Encabo reconoce ese cambio de piel de su partido: 'Felipe debía proseguir con el programa de la Transición y no podía gobernar absolutamente. El 23-F no alteró los contenidos, sino el cómo. Y se entraba en una nueva fase. Se suavizó el tema autonómico, se emprendieron las reformas, se fue con cuidado en la modernización del Ejército. El PSOE perdió algunas de sus señas de identidad, como la memoria histórica, pero no por el golpe”.

El pasado. Emilio Silva, presidente de la Asociación para la Recuperación de la Memoria Histórica, defiende que el 23-F “conquistó la impunidad social”, tras consagrar la 'impunidad jurídica y política'. “De forma aislada, algunas familias en La Rioja o Aranjuez [Madrid] abrieron sus fosas. Pero el golpe hizo que se reviviera el terror de la dictadura y se parase el movimiento”.

Gervasio Puerta, que cumplirá 90 años este 2011, tiene aún fresco el temor de esa noche. “Supuso un retraso serio en el reconocimiento de las libertades y el rescate de la memoria”. Puerta, líder de la Asociación de Ex Presos y Represaliados Políticos desde 1989, admite cómo sus primeras reivindicaciones eran económicas.

[Registros de un conjunto de datos]
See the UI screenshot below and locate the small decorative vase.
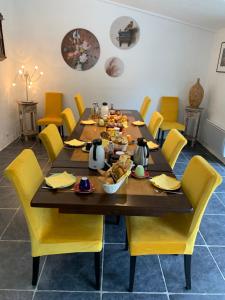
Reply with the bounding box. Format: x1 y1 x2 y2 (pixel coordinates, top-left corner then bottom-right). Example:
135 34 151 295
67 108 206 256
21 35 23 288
189 78 204 108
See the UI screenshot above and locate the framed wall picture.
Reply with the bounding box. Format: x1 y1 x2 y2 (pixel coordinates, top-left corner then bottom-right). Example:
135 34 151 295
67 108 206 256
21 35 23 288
0 13 6 60
61 28 100 71
216 42 225 73
110 16 140 49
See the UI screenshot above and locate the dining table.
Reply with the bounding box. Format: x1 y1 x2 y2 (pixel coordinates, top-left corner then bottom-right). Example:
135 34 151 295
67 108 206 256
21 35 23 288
31 108 193 216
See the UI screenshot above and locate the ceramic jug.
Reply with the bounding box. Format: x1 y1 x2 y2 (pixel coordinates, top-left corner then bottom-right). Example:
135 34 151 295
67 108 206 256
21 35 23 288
134 138 149 166
88 139 105 170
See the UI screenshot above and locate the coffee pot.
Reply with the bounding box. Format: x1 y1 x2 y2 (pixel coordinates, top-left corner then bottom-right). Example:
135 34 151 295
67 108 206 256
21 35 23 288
88 139 105 170
134 138 149 166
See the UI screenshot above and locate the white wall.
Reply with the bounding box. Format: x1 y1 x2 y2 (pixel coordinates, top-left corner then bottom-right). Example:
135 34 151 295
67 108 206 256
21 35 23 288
0 0 19 150
0 0 213 147
200 28 225 162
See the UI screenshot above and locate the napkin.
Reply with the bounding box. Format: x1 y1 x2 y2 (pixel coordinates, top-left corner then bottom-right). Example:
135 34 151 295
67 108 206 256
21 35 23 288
147 141 159 150
45 171 76 189
150 174 181 191
132 121 145 126
80 120 96 125
64 139 85 147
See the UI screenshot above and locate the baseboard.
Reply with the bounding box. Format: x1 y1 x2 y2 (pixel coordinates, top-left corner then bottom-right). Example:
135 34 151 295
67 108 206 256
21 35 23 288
199 140 225 164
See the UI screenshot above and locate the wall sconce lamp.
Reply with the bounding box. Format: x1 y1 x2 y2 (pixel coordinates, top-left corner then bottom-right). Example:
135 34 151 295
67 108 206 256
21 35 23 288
12 66 44 102
0 13 6 60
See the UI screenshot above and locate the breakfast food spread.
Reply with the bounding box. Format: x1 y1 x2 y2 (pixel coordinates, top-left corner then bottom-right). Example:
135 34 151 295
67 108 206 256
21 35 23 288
98 154 132 184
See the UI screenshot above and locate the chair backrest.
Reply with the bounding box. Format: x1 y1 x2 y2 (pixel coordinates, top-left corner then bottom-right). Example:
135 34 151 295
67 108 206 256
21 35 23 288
160 97 179 122
162 129 187 169
181 155 222 239
74 94 85 117
148 111 163 138
39 124 63 162
45 92 63 117
140 96 151 120
61 107 76 135
4 149 56 243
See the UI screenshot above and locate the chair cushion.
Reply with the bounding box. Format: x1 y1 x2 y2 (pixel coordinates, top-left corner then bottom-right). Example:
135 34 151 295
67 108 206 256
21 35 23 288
160 121 185 131
37 117 63 126
126 214 195 255
32 213 103 256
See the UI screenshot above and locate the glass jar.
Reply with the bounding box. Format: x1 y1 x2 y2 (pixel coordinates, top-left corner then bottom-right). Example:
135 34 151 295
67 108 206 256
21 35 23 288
101 102 109 119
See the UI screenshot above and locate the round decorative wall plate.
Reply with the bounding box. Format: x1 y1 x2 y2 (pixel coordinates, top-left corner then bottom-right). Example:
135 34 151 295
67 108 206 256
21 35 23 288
61 28 100 71
110 17 140 49
105 57 124 77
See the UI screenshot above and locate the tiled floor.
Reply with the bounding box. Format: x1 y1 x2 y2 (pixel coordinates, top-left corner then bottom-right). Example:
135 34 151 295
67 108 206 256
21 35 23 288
0 141 225 300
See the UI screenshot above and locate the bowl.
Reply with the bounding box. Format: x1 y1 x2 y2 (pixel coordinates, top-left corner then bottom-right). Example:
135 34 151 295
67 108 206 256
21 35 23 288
113 143 128 152
102 171 130 194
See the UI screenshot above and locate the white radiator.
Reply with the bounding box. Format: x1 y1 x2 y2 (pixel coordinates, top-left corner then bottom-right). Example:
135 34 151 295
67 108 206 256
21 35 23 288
202 119 225 157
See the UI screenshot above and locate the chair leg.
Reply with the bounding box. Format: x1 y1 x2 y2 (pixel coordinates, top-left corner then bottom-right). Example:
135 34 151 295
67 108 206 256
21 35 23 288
184 255 191 290
95 252 102 290
160 130 164 147
116 216 120 225
129 256 136 292
124 232 128 251
157 128 161 142
32 256 40 285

» TAREAS A REALIZAR:
- A) Copia el texto sobre el 23-F desde las palabras que contienen "Gervasio Puerta, que" hasta "reivindicaciones eran económicas.", ambas incluidas, y cambia "noche" por "madrugada".
- B) Resume en dos oraciones el texto sobre el 23-F.
- C) Según el texto sobre el 23-F, ¿qué asociación lidera Gervasio Puerta desde 1989?

» RESPUESTAS A TAREAS:
- A)
Gervasio Puerta, que cumplirá 90 años este 2011, tiene aún fresco el temor de esa madrugada. “Supuso un retraso serio en el reconocimiento de las libertades y el rescate de la memoria”. Puerta, líder de la Asociación de Ex Presos y Represaliados Políticos desde 1989, admite cómo sus primeras reivindicaciones eran económicas.

- B) Según Encabo, tras el 23-F el PSOE entró en una nueva fase y perdió algunas de sus señas de identidad, como la memoria histórica, aunque no por el golpe. Emilio Silva y Gervasio Puerta sostienen que el golpe frenó el rescate de la memoria, ya que hizo revivir el terror de la dictadura y supuso un retraso serio en el reconocimiento de las libertades.

- C) La Asociación de Ex Presos y Represaliados Políticos.